Data rows –
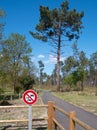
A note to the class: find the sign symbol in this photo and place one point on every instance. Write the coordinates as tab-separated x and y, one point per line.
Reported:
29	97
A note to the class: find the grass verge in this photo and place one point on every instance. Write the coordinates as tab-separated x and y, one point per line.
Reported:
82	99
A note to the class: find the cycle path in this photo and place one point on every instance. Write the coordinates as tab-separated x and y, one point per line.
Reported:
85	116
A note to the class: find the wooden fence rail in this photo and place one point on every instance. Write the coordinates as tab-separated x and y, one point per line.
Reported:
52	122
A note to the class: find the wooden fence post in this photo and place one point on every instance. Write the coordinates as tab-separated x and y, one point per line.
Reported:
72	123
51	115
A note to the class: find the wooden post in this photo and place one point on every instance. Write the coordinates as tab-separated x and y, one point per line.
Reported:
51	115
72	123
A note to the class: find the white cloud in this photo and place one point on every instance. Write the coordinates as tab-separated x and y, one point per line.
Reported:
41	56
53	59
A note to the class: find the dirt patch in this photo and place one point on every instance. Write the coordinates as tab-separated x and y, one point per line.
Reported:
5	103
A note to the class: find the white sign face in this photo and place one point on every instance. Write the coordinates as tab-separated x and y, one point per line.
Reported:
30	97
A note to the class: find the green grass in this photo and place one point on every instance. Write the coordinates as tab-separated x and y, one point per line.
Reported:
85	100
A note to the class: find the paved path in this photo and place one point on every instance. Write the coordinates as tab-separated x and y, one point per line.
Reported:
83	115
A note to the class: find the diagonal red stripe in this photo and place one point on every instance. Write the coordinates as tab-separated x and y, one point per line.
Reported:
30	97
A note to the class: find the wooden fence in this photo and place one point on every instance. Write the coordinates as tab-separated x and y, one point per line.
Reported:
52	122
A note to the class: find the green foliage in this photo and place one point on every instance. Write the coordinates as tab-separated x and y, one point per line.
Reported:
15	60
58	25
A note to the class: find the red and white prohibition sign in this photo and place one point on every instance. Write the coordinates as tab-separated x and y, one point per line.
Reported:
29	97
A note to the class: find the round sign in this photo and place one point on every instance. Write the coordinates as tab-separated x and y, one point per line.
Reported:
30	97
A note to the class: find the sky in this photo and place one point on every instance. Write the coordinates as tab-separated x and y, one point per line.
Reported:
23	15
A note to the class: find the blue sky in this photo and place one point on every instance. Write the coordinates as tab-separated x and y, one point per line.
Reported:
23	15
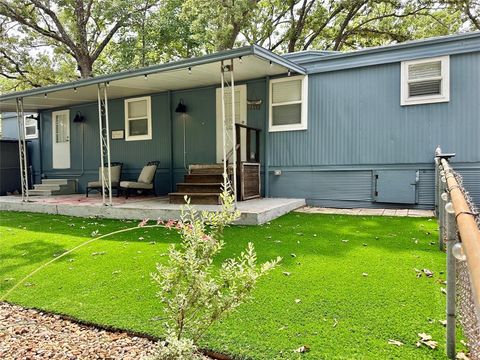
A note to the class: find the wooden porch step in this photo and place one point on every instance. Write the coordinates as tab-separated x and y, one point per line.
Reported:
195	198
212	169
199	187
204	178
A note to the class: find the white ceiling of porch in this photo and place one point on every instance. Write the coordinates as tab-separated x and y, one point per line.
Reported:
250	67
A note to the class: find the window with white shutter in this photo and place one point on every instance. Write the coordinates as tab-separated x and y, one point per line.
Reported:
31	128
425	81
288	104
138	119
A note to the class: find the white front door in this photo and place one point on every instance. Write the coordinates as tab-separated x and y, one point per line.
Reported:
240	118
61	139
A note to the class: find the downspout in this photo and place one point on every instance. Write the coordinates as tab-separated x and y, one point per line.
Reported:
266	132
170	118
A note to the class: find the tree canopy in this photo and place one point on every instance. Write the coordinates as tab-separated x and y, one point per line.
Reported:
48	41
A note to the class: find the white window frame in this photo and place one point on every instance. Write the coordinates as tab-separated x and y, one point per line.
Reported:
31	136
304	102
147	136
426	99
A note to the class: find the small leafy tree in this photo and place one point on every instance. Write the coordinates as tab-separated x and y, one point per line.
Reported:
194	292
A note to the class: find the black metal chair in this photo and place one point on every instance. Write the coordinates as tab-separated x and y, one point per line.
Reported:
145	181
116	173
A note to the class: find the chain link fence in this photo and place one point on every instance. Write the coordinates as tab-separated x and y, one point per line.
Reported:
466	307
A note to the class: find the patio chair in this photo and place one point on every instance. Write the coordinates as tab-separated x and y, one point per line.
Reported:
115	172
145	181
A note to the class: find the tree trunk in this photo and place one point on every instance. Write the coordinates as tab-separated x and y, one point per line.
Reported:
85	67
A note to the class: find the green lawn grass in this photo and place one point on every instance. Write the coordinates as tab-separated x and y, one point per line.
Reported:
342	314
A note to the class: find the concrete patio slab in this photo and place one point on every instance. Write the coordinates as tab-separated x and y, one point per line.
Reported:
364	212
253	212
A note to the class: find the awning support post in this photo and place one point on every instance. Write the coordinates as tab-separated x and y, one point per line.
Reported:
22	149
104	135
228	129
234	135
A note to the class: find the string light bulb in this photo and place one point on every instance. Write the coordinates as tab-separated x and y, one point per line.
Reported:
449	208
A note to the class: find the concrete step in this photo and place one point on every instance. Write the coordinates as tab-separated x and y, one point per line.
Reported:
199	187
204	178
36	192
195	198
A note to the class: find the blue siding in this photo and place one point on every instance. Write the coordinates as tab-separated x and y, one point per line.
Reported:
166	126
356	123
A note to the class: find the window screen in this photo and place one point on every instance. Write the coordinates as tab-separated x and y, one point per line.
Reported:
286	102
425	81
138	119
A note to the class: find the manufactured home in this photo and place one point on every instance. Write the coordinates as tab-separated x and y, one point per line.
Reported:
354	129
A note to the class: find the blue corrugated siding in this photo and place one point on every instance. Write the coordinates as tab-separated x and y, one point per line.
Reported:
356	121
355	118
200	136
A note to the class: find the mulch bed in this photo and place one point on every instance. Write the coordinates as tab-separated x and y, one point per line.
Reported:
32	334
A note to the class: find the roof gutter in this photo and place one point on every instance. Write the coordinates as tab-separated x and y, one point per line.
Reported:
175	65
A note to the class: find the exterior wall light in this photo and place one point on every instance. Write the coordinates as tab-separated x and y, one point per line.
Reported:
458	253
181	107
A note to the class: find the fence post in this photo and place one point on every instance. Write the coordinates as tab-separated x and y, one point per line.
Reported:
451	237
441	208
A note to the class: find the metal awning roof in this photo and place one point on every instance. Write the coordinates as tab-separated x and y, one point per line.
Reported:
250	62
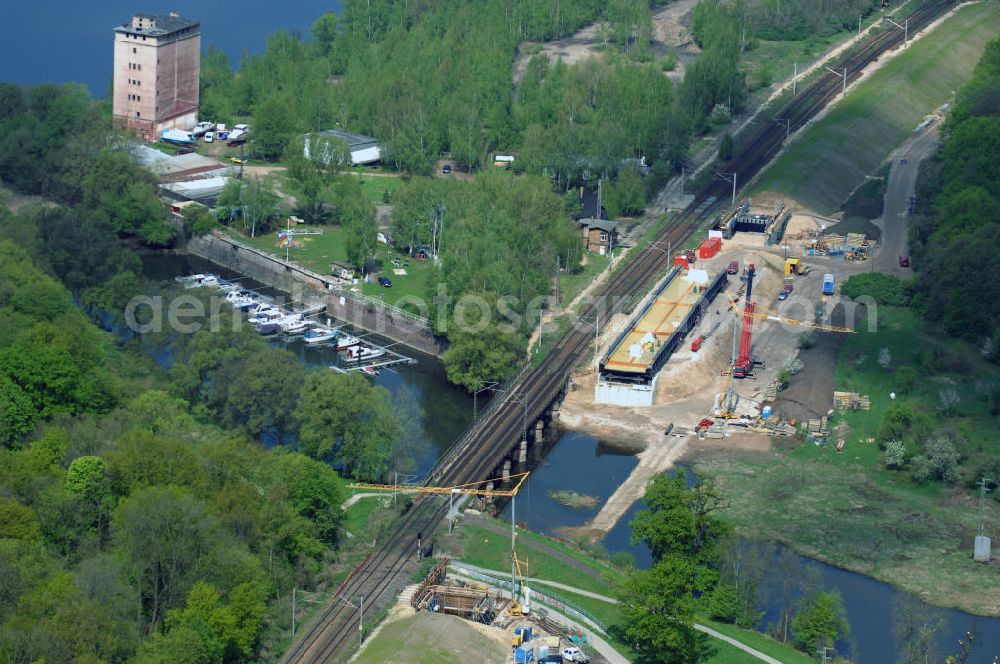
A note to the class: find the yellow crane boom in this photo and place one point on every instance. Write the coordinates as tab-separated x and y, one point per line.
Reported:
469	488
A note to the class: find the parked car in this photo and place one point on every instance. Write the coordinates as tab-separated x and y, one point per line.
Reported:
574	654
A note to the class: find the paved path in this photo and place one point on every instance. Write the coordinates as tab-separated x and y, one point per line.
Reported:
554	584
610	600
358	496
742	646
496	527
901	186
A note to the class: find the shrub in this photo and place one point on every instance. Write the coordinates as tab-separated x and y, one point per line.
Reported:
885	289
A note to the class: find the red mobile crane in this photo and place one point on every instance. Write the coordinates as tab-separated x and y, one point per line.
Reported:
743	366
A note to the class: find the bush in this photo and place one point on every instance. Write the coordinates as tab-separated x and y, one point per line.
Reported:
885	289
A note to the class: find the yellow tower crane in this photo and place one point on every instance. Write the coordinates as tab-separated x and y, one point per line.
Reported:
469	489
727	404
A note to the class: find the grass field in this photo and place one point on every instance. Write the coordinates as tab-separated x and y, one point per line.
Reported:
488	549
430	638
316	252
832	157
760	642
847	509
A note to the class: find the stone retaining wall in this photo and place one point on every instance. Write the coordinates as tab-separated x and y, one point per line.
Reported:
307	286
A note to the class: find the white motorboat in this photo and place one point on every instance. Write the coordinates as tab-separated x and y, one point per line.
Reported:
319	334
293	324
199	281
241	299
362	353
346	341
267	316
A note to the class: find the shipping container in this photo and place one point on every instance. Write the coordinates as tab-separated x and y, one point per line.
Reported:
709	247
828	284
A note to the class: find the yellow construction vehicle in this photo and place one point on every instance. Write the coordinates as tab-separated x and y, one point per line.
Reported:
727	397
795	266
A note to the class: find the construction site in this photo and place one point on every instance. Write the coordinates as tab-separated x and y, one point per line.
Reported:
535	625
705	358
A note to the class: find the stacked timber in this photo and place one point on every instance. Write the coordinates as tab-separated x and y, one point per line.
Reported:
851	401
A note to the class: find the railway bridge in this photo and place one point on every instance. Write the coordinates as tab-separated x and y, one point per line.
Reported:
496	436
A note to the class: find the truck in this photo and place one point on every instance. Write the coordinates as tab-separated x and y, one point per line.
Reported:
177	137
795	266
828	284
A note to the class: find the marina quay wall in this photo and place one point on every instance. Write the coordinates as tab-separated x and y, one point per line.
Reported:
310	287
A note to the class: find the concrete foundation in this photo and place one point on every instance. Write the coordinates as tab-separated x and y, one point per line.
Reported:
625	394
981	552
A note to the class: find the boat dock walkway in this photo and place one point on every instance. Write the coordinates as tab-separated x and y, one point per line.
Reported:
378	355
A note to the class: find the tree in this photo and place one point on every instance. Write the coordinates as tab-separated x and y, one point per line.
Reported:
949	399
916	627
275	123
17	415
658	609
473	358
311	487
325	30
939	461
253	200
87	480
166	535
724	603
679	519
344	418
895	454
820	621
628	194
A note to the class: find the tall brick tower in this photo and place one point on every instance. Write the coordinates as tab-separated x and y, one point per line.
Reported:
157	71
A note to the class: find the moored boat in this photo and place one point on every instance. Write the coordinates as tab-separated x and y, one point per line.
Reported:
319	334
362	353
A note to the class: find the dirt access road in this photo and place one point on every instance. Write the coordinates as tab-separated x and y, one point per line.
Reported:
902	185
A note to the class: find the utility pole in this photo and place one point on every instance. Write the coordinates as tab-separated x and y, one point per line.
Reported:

Challenge – Using the material above, extract the line that contains "A note to the class: find the tall" and every line after it, exactly as given; stop at the last line.

The solution –
A note to the class: find the tall brick tower in this photo and place one point on every instance. Write the coordinates as tab-separated x and y, one point per line.
Reported:
157	71
A note to the class: find the moored boat in this photo and place one point on every instance. Write the coordinates as tab-separated x and y, one point per line.
Reported:
319	334
362	353
A note to the class: find the dirt access road in this photo and place one point on every instance. Write the coordinates as tab-separated x and y, one point per line.
Reported:
902	185
A note to the class: find the utility pole in this photo and place one point on every instance. Write the coordinates as tab-separated x and y, one point per line.
Reported:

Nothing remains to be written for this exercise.